YOUR TASK. Which lines in the data contain the string "wearing"? Filter them out and copy each one, matching case exactly.

MATERIAL PROVIDED.

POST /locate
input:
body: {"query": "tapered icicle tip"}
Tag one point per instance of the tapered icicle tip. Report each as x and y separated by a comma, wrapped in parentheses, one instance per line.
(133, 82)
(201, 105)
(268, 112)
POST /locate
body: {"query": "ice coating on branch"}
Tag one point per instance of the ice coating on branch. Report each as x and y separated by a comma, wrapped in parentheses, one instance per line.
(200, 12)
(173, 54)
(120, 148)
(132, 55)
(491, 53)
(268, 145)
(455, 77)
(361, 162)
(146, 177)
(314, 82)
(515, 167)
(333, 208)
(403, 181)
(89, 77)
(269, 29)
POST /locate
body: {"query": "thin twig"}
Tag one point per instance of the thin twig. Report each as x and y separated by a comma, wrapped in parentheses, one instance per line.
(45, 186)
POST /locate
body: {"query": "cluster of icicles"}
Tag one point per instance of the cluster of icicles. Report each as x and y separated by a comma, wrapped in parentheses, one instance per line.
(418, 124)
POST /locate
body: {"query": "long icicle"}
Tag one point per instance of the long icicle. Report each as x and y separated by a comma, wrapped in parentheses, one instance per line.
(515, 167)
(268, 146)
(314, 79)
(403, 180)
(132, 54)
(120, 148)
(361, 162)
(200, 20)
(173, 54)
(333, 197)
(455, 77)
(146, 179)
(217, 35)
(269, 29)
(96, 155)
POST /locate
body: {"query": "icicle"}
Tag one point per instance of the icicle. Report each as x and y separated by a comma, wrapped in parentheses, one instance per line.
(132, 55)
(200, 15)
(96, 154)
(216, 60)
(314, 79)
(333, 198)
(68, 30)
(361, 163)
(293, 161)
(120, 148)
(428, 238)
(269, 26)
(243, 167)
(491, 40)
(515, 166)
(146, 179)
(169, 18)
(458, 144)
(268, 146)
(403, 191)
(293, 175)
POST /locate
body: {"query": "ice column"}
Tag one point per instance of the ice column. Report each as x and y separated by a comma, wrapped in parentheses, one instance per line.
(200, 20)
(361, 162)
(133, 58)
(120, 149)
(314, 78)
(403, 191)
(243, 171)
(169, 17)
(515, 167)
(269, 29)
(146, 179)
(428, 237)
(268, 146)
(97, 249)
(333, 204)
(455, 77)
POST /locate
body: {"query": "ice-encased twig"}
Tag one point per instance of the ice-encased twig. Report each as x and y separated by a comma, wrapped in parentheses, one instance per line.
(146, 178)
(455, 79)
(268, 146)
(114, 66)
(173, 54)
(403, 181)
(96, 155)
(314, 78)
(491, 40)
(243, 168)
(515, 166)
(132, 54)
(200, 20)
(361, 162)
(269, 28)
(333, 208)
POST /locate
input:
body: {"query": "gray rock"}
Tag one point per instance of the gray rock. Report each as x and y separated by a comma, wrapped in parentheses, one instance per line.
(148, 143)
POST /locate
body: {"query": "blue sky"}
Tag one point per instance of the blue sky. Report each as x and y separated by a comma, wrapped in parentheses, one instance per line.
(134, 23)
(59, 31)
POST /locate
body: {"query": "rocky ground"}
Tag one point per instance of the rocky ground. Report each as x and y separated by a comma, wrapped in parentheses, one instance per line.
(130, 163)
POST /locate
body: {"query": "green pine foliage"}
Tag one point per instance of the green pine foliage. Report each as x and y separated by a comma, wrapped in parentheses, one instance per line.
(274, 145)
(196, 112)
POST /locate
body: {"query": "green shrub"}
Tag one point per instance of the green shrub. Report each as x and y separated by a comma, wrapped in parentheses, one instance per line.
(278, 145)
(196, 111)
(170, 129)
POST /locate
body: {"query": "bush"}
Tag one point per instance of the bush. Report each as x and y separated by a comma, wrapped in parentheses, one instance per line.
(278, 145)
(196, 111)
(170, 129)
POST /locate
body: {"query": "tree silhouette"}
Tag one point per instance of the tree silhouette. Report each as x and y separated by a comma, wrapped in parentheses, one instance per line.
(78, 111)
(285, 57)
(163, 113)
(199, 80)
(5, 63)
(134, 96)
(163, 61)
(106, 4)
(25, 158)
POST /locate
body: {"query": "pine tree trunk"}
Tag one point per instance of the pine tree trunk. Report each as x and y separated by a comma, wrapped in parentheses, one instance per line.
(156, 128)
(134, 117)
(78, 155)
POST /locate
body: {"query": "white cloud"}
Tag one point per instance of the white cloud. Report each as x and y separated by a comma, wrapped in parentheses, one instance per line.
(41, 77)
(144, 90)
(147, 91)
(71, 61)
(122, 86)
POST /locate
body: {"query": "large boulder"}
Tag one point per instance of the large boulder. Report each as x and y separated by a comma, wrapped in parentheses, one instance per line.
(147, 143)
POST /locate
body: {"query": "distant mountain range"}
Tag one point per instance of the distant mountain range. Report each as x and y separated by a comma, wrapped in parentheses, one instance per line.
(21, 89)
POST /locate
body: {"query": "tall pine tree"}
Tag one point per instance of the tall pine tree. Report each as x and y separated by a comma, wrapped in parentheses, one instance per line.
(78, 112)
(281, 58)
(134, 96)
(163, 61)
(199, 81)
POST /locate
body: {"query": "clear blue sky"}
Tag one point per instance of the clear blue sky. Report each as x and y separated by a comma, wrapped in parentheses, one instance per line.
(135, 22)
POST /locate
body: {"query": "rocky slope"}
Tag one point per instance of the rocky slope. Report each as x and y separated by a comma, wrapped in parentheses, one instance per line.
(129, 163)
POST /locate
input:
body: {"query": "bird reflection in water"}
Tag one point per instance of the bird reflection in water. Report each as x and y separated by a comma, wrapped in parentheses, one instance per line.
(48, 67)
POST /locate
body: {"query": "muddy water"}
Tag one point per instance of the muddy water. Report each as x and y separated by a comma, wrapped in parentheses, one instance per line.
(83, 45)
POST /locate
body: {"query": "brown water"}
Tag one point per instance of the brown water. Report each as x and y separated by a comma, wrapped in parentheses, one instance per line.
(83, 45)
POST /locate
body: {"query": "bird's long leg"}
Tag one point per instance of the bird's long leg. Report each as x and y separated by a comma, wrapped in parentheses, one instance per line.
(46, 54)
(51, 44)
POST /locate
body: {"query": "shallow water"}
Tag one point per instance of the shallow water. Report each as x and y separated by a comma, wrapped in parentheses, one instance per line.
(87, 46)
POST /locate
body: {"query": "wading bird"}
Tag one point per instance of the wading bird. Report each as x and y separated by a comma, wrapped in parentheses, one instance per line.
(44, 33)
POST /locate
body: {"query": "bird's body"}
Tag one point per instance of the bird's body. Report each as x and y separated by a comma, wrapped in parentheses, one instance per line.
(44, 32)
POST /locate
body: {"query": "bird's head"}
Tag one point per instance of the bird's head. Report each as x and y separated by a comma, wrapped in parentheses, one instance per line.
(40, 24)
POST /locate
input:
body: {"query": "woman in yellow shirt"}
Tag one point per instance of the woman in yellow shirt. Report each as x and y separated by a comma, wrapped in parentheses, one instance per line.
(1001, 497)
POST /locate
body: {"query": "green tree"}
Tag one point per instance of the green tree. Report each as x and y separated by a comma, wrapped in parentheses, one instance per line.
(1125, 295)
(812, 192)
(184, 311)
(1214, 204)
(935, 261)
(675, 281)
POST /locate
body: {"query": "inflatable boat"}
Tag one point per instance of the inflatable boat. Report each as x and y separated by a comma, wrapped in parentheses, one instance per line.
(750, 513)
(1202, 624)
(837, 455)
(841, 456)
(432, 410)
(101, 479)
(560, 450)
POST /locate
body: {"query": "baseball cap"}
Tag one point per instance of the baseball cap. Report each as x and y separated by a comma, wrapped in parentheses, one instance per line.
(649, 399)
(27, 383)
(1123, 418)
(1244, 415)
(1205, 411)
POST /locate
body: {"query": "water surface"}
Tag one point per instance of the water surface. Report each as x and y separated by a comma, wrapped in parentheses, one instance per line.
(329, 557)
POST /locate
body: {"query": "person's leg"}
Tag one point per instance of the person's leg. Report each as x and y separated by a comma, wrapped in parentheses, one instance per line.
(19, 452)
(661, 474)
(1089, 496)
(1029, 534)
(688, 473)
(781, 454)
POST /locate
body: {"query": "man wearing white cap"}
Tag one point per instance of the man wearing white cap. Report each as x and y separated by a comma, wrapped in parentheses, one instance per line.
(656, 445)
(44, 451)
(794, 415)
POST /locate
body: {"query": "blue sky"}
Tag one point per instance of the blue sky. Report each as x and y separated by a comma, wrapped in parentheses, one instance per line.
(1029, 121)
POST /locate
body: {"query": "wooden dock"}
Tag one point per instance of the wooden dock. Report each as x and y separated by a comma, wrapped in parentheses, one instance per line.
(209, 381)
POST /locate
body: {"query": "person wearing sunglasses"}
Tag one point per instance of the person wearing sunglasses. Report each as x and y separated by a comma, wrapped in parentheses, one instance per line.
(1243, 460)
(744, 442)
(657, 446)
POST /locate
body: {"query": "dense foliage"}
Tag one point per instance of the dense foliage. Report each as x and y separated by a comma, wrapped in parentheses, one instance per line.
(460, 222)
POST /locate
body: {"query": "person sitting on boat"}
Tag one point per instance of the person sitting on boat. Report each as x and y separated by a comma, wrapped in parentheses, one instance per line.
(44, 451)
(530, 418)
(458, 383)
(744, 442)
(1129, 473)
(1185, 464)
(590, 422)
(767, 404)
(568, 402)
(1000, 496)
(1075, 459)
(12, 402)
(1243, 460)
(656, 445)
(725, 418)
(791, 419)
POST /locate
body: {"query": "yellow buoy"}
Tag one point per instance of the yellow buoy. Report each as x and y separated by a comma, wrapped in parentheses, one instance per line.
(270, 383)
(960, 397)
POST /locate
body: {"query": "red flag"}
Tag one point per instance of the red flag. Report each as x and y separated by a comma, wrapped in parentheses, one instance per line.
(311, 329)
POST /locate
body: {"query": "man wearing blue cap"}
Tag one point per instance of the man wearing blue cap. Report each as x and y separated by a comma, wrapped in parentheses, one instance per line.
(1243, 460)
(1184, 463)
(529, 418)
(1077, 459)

THE ANSWER.
body: {"query": "man wearing white cap"}
Tag one point per instance of the man wearing white cap. Report each as x and y separated by a comma, wrapped in parentheses, one instance per line.
body: {"query": "person wearing sunglasses"}
Tag one point per instance of the person wearing sunglasses. Report each as x and y separated by a comma, wrapped in parentheses, one instance per line.
body: {"query": "man wearing blue cap"}
Tag one point per instance of the man wearing blue cap. Report each as x and y separated by a comma, wrapped in parentheses, one instance per line.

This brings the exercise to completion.